__Task prompt__:
Please copy out each of the following items word for word.

__Given data__:
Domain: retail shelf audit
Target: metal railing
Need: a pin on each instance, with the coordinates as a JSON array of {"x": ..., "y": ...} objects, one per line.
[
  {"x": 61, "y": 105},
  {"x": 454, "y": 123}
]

__Reply__:
Domain: retail shelf audit
Target: metal railing
Need: a pin on each instance, with the coordinates as a JSON array of {"x": ..., "y": ...} objects, one per line.
[
  {"x": 61, "y": 105},
  {"x": 454, "y": 123}
]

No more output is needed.